* What the exercise asks
Could you copy out all of the material below word for word, leaving the pictures out?
# Entries provided start
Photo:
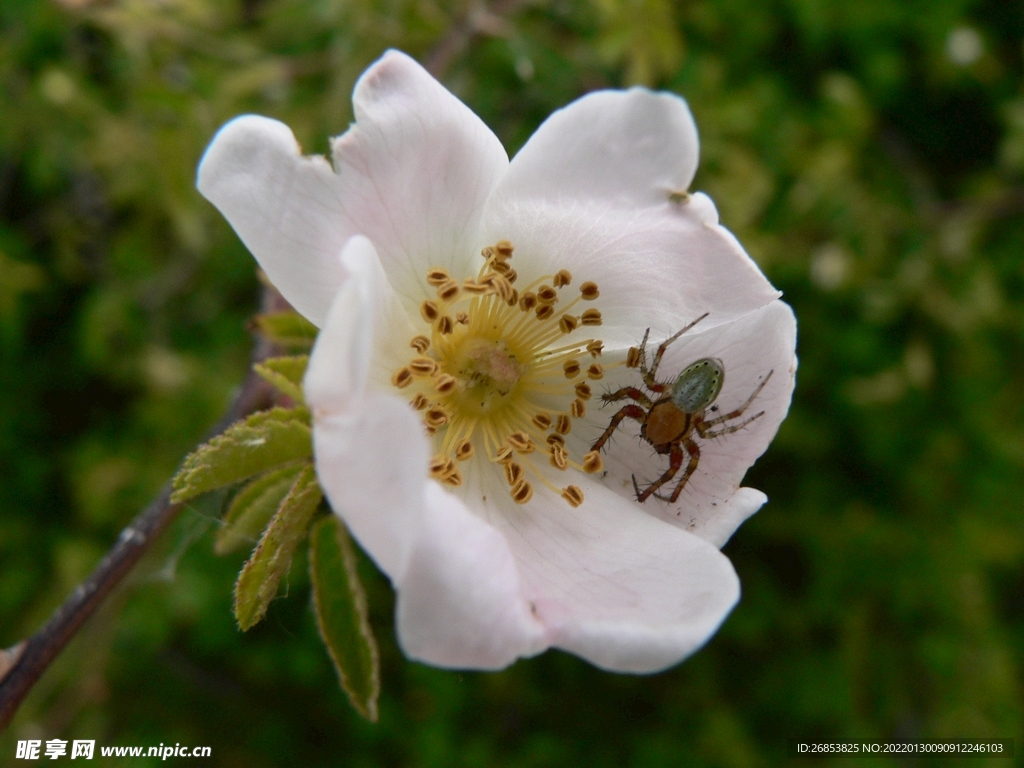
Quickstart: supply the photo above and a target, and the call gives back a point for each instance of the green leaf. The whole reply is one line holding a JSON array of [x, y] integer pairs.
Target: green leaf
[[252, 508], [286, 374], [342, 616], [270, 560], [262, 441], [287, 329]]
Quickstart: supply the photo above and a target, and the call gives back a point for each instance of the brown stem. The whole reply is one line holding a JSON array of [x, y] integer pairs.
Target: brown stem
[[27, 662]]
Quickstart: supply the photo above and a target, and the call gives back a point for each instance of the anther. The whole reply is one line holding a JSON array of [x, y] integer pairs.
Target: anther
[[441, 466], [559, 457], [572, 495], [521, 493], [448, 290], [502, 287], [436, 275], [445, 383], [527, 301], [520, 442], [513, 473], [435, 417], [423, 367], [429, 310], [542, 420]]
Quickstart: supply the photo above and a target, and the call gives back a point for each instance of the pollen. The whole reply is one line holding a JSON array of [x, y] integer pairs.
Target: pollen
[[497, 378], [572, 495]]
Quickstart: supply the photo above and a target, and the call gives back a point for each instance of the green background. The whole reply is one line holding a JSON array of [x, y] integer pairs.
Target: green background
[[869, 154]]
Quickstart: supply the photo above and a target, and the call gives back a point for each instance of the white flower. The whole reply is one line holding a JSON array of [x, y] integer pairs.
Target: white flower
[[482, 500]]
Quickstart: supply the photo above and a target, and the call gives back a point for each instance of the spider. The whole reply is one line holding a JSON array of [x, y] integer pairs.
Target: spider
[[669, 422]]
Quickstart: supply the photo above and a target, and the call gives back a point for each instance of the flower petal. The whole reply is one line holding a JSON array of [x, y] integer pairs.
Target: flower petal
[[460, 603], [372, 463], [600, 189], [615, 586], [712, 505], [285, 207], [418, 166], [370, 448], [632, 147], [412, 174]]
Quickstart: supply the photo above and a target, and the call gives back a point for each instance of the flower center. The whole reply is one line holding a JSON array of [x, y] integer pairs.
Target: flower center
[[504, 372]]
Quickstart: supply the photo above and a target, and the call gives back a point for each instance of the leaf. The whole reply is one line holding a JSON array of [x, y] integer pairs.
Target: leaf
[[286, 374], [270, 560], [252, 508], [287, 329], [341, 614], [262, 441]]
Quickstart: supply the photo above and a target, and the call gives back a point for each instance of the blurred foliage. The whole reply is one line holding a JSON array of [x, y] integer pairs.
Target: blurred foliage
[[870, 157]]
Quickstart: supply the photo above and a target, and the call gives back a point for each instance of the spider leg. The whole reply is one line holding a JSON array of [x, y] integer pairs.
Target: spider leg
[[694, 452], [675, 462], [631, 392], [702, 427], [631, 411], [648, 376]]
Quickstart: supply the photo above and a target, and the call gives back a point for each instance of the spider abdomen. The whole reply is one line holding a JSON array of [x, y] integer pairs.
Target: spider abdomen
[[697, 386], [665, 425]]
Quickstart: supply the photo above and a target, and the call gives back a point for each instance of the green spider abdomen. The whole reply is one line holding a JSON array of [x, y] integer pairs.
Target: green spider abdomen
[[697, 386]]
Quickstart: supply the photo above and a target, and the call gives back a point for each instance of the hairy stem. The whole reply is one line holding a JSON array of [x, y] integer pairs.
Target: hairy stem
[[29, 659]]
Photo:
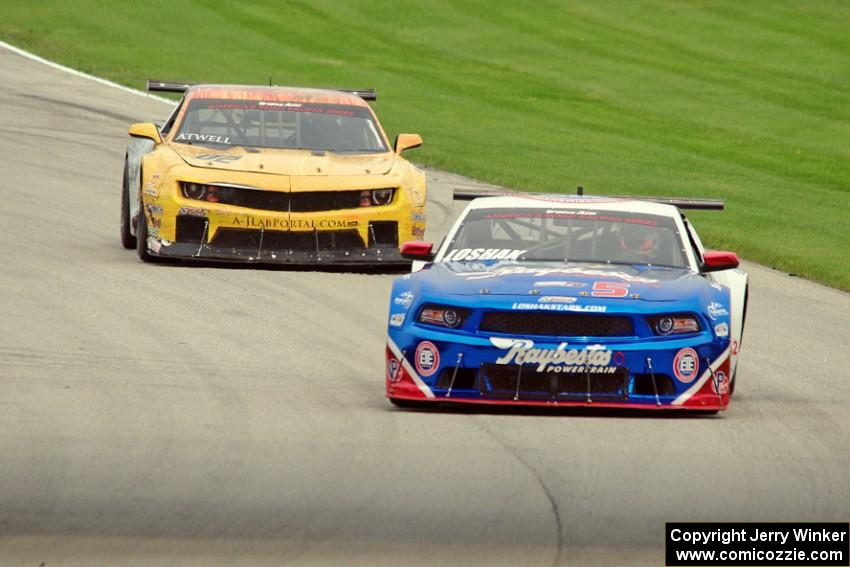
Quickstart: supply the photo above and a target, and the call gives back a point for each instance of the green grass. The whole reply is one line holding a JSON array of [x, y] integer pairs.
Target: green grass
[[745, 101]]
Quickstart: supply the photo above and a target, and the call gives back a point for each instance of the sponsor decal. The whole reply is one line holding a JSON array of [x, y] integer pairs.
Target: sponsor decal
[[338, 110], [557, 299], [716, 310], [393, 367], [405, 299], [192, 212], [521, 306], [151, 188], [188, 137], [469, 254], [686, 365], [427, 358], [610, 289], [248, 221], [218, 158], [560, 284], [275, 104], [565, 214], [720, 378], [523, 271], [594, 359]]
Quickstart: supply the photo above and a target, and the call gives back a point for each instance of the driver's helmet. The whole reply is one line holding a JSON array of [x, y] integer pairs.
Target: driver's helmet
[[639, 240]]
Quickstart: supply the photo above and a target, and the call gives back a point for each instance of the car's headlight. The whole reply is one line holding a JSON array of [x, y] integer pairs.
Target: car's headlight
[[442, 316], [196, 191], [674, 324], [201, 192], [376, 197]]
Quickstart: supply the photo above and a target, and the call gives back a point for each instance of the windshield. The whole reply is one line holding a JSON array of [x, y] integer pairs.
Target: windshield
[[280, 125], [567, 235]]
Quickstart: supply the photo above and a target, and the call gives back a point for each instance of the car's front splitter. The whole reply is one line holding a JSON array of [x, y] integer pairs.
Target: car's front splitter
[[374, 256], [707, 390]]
# Entries provided end
* Task output
Photo:
Quickstart: supply the photo above and a target, and the call gives back a point for each instance of the green leaf. The whole reply is one line holding a JSON array of [x, y] integer pairs.
Target: green leaf
[[252, 508], [286, 374], [342, 616], [270, 560], [262, 441], [287, 329]]
Quickstart: supply the photo above and a target, and the call gives back a point for each instance of the brown stem. The whole reply is one line holding a JSON array of [x, y] integer pairs.
Target: brown stem
[[27, 662]]
Quickstart: supply the photo above and a target, and the call gives back a point for each instance of the anther. The whole reply is one line holding a JSON array of [x, y] integer pairs.
Target: anther
[[441, 466], [559, 457], [572, 495], [521, 493], [448, 290], [502, 287], [436, 275], [445, 383], [527, 301], [520, 442], [513, 473], [435, 417], [423, 367], [429, 310], [542, 420]]
Quickstart: supply the photo above and a target, and the call gives back a point for each instance of the pollen. The whole reply is one line holding a JSON array of [x, y] integer pairs.
Target: pollen
[[497, 378], [572, 495]]
Quickstart: supply the photo above and a target, and the call gives back a point for each instance of the green background. The whole reply is one line holding a JSON array of [x, y] integer pairs.
Target: green background
[[869, 154]]
Quickstart: supply the photo above and a target, and the call gives back a point for each instance of the white flower. The whole reply is one line holding a JSON array of [x, y] integer pairs.
Target: white flower
[[482, 500]]
Quickstart: supply the photo above and a target, and the call gives back a point for each instance of the spider. The whole reply is one line holding a JSON array of [x, y] integer pairs.
Target: spider
[[669, 422]]
Quickstart: supply the photo above and a target, and the call gives back a point for each instance of the flower petal. The whole reply is one line holding a JSON array of [x, y] integer pairs.
Target: flower petal
[[460, 603], [372, 463], [600, 189], [615, 586], [712, 505], [285, 207], [418, 166], [370, 448], [632, 147], [412, 174]]
Quickstart: supply the photo above and a target, and the call gives back a point for each instance of the flower center. The whole reply is one line holding a JSON array of [x, y] integer pairs.
Target: flower center
[[504, 372]]
Quickstart: supply the photo above and a target, and the call gives back a point for each instance of the leaf. The whole reply is one line holding a JSON array of [x, y] integer pairs.
Target: leaf
[[286, 374], [270, 560], [252, 508], [287, 329], [341, 614], [262, 441]]
Quickstart: supply the photo above and a target, and the call gives back a point for each instance of the blurred foliage. The whole reply is one line holding a JSON array of [x, y] integer pairs.
Target: blurred foliage
[[870, 157]]
Quickstart: supply the photo above and a target, and the call gives back a point for each instance of the spider leg. The whole reply is one line holding a JSON array of [x, y] integer pairs.
Target: spider leg
[[694, 452], [675, 462], [631, 392], [702, 427], [631, 411], [648, 376]]
Quickstart: supply the photo above and a target, and the call gives back a point for each instance of the spider abdomen. The whole reply is one line holding a JSON array of [x, y] integer pairs.
Target: spider abdomen
[[697, 386], [665, 425]]
Quickstart: supply the photo above and a target, and the call gives back a point for each instance of the green spider abdomen. The whole reply is one line holding a JSON array of [x, y] integer pairs.
Target: green spider abdomen
[[697, 386]]
Quickstart: supply the photo above and a target, and the call gives back a point for each instance of the hairy stem. The whole reply is one line holding a JSON array of [x, y] integer pairs.
Target: hairy stem
[[29, 659]]
Photo:
Quickstart: supply the photo above and a target, and the call gives back a point for each instance of the green grass. The whole reply is one line holding a JSON array of [x, y] integer pairs.
Target: green grass
[[745, 101]]
Quickstart: supply the photo above and a target, and the call gives back a point for each instance of the sponsor decal. The whole reply is one line holding a JSON array of [x, y] integer pairs.
Target: sponsor decal
[[338, 110], [557, 299], [716, 310], [393, 367], [405, 299], [192, 212], [521, 306], [151, 188], [188, 137], [469, 254], [686, 365], [427, 358], [610, 289], [248, 221], [218, 158], [560, 284], [275, 104], [565, 214], [720, 378], [523, 271], [594, 359]]
Quickstart: supply the photo above and a target, and the call gives back a point for each instance of the driver's helmet. The whole reply is one line holding a JSON array of [x, y] integer pairs.
Target: driver's helmet
[[639, 240]]
Quickstart: supply the photo above and a target, and the call gives back a point for each instance of the car's headlight. The whole reply is one line holding a JSON array of [x, y] integer pairs.
Target: car's headlight
[[442, 316], [196, 191], [674, 324], [201, 192], [376, 197]]
Quickstart: supply the photo above and a target, and the call gives back a point for each instance of the windshield. The whole reply is one line holding a JSON array of [x, y] integer pairs.
Target: windshield
[[280, 125], [567, 235]]
Quickstart: supply the photo above and a target, and the call gives back a point for each instance of the car's front splitter. The whole reply is one line holding a JSON array of [x, y] integer pairs.
Target: car's front splitter
[[374, 256], [707, 390]]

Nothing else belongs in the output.